* Assigned task A *
Do these statements agree with the vascular disease passage? (i) Abbott surveyed more than 1,800 stakeholders across 13 countries. (ii) The survey included 500 physicians. (iii) The survey took place from January to March 2021. Answer yes or no for each, quoting the deciding words.
* Assigned task B *
In the vascular disease passage, what is the name of Abbott's multi-year global research initiative?
* Assigned task C *
How would the vascular disease passage continue? Write what comes next.

** Opening Excerpted passage block **

Imagine waking up one morning with symptoms often associated with heart attacks: shortness of breath, pain in the chest or back radiating down the arm. These are alarming symptoms that without question would send someone to the emergency room immediately. But for the majority of people, getting winded at the top of a flight of stairs or aches and pains in the lower legs are the symptoms that people tend to endure or ignore – symptoms of coronary artery disease (CAD) or peripheral artery disease (PAD) that creep up on you gradually until they can be ignored no longer. The entry point into the health care system for treatment of chronic vascular diseases is not as straight a path as, say, myocardial infarction. We know this from the recently published results from Abbott’s multi-year global research initiative, Beyond Intervention. This year, Abbott delved further into understanding the challenges that arise during the earliest stages of the vascular patient journey – from screening and symptom detection/ recognition to specialist referral. Abbott surveyed over 1,800 stakeholders across 13 countries from April to June 2021, including 1,289 vascular disease patients, 408 physicians, and 173 healthcare administrators.

** Closing Excerpted passage block **
** Opening Record excerpts block **

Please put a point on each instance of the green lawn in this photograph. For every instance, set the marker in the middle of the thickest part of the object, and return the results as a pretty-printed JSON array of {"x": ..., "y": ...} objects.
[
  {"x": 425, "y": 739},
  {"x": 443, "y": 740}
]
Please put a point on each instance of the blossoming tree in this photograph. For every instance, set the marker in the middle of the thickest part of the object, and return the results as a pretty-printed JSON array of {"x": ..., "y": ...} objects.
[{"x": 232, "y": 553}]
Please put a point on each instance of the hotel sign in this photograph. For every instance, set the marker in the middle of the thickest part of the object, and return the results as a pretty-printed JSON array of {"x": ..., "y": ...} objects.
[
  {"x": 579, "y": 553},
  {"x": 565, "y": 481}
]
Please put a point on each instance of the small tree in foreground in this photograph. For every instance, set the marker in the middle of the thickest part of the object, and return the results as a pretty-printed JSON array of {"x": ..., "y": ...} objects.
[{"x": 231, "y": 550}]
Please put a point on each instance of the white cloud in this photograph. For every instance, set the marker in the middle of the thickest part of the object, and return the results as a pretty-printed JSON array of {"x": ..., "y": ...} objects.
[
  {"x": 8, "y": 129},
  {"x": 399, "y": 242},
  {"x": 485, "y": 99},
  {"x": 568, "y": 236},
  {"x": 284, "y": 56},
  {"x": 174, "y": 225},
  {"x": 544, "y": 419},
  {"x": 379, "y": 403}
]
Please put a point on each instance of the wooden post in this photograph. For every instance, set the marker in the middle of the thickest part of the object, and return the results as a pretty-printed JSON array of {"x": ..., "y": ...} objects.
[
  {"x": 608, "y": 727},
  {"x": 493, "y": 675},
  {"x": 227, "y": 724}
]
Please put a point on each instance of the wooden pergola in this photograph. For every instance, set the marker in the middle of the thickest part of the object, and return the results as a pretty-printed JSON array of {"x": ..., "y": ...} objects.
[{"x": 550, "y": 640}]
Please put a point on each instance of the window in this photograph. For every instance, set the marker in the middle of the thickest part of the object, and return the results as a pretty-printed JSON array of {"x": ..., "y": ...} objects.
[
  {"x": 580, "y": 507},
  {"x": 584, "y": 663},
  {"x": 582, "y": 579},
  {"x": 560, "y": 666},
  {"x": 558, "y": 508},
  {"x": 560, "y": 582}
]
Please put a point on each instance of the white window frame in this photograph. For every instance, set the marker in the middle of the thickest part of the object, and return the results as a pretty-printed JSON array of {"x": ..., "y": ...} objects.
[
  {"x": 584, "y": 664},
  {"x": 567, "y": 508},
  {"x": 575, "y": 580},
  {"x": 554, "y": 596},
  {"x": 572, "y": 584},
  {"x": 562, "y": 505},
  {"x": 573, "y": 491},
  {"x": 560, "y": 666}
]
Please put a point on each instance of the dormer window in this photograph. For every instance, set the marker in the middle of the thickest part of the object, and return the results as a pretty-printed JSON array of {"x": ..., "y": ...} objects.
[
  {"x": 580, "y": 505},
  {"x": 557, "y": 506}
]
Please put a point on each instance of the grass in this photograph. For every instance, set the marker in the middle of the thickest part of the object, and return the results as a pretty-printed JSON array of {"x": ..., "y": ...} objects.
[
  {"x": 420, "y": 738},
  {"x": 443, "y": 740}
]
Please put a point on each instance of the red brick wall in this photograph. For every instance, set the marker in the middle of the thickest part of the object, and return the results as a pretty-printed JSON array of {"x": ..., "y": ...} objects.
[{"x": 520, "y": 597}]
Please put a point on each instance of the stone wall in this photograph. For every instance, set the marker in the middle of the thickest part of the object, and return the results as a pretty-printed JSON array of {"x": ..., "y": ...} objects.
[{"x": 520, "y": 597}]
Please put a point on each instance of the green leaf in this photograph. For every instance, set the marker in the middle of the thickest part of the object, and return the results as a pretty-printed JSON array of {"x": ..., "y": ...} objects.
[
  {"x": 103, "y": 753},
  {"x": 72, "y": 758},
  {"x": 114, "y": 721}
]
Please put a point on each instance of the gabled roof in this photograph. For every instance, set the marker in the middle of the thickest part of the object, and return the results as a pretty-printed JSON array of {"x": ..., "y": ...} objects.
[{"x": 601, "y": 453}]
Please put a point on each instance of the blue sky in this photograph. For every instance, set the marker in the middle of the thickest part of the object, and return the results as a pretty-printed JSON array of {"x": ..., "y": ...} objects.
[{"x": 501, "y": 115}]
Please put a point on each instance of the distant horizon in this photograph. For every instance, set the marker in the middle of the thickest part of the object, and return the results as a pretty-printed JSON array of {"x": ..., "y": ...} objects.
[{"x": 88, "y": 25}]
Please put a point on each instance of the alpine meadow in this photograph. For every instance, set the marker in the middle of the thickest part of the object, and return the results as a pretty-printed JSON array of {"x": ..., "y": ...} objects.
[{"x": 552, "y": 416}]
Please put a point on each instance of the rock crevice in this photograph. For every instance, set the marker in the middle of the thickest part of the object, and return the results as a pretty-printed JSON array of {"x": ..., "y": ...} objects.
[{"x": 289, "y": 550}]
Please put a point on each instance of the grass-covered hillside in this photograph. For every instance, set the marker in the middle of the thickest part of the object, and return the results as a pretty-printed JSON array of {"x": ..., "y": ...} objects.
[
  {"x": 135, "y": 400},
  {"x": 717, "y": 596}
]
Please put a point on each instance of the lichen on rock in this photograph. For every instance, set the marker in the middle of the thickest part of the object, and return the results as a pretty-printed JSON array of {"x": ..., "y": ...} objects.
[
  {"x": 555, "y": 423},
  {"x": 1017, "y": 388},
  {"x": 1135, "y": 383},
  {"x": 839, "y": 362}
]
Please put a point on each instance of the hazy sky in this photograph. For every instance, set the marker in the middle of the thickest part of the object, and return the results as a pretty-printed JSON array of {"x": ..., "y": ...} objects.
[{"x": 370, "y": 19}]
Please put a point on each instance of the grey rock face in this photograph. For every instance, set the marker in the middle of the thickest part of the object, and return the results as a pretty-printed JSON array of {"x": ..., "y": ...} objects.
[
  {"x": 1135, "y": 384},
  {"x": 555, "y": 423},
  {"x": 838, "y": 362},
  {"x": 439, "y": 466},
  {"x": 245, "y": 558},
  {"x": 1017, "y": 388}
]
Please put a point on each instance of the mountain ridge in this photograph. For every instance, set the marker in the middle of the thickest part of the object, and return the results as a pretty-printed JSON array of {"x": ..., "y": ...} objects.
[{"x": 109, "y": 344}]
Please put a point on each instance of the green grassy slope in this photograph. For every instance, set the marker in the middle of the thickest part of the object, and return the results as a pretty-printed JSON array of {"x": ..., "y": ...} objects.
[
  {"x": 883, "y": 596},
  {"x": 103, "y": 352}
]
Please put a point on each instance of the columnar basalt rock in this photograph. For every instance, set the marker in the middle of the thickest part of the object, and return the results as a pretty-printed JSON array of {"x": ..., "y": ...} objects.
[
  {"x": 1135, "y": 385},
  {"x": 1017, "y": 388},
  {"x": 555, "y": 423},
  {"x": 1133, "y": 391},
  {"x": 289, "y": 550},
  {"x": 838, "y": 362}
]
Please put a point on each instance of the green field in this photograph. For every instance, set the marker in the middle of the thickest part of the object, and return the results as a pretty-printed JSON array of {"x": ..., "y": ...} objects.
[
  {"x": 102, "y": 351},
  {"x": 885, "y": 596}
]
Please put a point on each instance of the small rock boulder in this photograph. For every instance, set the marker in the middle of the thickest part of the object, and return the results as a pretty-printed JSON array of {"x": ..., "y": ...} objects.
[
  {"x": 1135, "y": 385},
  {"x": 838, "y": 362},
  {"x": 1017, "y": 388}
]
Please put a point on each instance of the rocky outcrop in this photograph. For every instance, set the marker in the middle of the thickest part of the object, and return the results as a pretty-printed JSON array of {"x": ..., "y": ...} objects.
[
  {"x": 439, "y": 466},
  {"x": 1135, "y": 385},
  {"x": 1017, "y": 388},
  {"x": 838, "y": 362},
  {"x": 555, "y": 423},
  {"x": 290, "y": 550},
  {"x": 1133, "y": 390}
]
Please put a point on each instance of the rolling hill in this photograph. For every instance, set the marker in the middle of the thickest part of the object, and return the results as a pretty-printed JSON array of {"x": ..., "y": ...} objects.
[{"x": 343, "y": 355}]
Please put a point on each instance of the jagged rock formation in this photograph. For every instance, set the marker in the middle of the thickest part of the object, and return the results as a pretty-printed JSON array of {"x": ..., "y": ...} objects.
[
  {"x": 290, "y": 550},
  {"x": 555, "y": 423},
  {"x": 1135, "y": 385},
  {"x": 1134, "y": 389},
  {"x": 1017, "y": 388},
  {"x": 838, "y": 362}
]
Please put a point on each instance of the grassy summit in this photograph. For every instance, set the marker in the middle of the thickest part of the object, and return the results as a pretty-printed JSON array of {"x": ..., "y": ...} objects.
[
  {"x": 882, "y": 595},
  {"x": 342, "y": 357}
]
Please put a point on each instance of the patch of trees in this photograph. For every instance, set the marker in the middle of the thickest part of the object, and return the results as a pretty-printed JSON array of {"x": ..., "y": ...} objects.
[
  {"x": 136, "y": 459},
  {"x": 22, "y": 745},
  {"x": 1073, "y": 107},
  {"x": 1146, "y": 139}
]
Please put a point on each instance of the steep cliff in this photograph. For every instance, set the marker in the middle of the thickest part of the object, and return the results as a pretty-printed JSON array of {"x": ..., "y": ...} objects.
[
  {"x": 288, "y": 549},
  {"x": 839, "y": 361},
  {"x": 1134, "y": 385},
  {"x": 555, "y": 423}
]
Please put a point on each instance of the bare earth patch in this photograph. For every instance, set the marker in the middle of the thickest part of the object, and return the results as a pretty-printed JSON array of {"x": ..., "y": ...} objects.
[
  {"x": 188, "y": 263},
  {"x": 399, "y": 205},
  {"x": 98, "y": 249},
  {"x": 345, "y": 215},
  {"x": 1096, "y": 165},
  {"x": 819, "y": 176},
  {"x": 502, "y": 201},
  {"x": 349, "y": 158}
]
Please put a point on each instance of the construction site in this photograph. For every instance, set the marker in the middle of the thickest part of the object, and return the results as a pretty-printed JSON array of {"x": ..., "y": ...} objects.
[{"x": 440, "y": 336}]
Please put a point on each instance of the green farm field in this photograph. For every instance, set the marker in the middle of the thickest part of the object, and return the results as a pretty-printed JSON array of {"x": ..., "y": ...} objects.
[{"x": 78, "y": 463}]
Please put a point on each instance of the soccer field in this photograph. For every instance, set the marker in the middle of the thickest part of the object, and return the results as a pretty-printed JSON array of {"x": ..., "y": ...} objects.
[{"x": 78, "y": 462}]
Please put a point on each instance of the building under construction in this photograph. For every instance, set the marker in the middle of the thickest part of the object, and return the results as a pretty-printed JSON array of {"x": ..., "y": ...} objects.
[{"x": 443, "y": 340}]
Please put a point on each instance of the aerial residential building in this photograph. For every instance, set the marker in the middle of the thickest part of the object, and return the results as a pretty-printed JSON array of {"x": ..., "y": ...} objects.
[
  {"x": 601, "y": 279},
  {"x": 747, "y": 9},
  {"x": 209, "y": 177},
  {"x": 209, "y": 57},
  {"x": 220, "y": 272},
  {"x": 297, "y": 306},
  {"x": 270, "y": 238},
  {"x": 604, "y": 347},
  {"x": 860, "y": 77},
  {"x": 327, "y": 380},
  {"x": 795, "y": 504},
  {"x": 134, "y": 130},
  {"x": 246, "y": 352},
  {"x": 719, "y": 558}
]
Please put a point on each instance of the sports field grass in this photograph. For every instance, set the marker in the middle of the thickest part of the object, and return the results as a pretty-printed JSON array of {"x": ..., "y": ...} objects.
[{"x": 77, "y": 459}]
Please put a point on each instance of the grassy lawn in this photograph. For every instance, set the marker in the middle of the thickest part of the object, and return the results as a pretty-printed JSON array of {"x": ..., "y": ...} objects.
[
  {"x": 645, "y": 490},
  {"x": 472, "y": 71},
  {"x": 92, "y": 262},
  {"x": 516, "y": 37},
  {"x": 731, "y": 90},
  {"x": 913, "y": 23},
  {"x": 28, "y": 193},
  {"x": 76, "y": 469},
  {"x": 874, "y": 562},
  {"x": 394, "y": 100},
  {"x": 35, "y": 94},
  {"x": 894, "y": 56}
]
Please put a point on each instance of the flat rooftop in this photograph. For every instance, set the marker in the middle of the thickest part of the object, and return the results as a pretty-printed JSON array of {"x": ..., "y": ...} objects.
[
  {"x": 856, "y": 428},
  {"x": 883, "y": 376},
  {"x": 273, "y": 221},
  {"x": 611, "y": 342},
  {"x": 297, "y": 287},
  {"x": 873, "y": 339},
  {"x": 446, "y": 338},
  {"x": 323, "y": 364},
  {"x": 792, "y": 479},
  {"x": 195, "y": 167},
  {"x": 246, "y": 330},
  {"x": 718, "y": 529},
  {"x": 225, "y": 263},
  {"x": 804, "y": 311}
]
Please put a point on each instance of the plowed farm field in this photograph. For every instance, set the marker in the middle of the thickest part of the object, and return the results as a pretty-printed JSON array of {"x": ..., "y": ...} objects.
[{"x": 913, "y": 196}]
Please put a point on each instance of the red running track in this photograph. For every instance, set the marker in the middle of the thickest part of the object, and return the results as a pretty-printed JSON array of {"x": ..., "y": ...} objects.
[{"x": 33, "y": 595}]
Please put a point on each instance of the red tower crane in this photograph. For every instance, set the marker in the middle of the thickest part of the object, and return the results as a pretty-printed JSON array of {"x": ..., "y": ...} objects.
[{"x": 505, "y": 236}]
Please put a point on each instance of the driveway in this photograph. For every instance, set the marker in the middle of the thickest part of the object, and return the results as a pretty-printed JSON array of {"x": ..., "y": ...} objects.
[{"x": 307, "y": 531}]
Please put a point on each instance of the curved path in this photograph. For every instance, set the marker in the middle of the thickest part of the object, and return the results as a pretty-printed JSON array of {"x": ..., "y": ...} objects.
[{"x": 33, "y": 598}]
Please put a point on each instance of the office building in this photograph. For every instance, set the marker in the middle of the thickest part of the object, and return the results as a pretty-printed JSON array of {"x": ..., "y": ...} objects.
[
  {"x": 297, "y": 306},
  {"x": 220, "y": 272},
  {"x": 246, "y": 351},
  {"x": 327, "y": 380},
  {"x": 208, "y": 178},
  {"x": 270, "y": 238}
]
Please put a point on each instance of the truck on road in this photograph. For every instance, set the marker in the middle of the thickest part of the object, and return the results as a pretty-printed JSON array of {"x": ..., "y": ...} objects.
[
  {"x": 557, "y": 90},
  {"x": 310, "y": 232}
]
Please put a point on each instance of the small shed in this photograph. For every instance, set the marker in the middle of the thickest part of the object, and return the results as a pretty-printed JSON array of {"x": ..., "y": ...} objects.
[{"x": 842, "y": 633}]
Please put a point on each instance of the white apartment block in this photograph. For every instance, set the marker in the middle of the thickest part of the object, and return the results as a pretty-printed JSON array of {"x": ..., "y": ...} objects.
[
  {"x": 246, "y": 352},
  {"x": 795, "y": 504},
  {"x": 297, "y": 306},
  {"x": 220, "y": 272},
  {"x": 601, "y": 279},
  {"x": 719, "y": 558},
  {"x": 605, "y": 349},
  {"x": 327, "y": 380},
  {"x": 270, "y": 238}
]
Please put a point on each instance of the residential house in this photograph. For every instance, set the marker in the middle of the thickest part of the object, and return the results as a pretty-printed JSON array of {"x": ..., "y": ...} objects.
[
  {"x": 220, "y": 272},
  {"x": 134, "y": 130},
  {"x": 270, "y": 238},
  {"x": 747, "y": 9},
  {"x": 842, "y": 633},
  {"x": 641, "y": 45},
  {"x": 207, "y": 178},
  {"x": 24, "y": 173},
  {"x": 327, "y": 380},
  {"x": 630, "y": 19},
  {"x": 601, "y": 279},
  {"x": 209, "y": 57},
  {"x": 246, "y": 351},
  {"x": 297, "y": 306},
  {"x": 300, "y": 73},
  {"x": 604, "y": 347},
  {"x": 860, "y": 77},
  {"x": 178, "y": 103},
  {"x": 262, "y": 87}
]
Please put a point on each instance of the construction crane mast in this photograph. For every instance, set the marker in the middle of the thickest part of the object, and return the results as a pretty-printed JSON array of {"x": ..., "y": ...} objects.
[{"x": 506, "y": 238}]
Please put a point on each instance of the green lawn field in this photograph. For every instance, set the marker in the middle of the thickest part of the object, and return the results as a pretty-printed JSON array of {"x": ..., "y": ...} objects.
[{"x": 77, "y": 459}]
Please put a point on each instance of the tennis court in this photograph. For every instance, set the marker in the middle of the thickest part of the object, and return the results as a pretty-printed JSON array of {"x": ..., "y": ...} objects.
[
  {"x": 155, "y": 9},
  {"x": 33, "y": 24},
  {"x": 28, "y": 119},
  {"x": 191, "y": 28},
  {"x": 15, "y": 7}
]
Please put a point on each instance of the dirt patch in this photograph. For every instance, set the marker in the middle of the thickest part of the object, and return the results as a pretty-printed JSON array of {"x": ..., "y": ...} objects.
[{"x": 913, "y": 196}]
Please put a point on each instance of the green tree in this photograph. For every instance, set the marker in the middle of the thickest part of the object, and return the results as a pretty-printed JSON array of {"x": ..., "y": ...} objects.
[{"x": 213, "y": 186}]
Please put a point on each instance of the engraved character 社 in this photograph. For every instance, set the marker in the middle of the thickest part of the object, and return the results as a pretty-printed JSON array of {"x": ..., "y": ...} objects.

** Closing Record excerpts block **

* Task answer A *
(i) Yes: "Abbott surveyed over 1,800 stakeholders across 13 countries"
(ii) No: "408 physicians"
(iii) No: "from April to June 2021"

* Task answer B *
Beyond Intervention.

* Task answer C *
The study uncovered many variations in how people experience the journey to diagnosis, treatment, and recovery, driven by factors such as disease state, socioeconomic status, and inter-physician communication. In particular, the research confirmed that patients with peripheral artery disease (PAD) face an even greater number of challenges to early and accurate diagnosis than patients with coronary artery disease (CAD) – as do women and patients from underserved communities.
It was clear from the research the patient experience is not as positive as healthcare administrators think it is. The perspectives of Canadian patients and physicians are aligned with the global data – 46 per cent of patients feel their experience went as well as it could have, compared to a 40 per cent global average. 50 per cent of physicians feel the patient experience is ideal, compared to a 46 per cent global average. However, 90 per cent of Canadian healthcare administrators feel the experience is ideal, whereas the global average is only 64 per cent.
If the future of vascular care is going to change the current patient experience for the better, the research suggests that setting industry-wide standards in diagnostic technologies, including tools, processes and training, can optimize the patient experience. This will enable physicians to make faster, more accurate diagnoses and referrals – one patient at a time.
While access to or lack of technology is not sited as a key barrier to an early an accurate diagnosis for patients in Canada, physicians, healthcare administrators and patients have a difference of opinion about which technology solutions they think would be most helpful in diagnosing vascular diseases before they become an emergency. Patients ranked state of the art imaging as their top choice. For physicians, wearables and implantable digital health trackers ranked as the top technologies of choice. And finally, healthcare administrators ranked connected home care services, telemedicine, and remote adherence monitoring as their top choices.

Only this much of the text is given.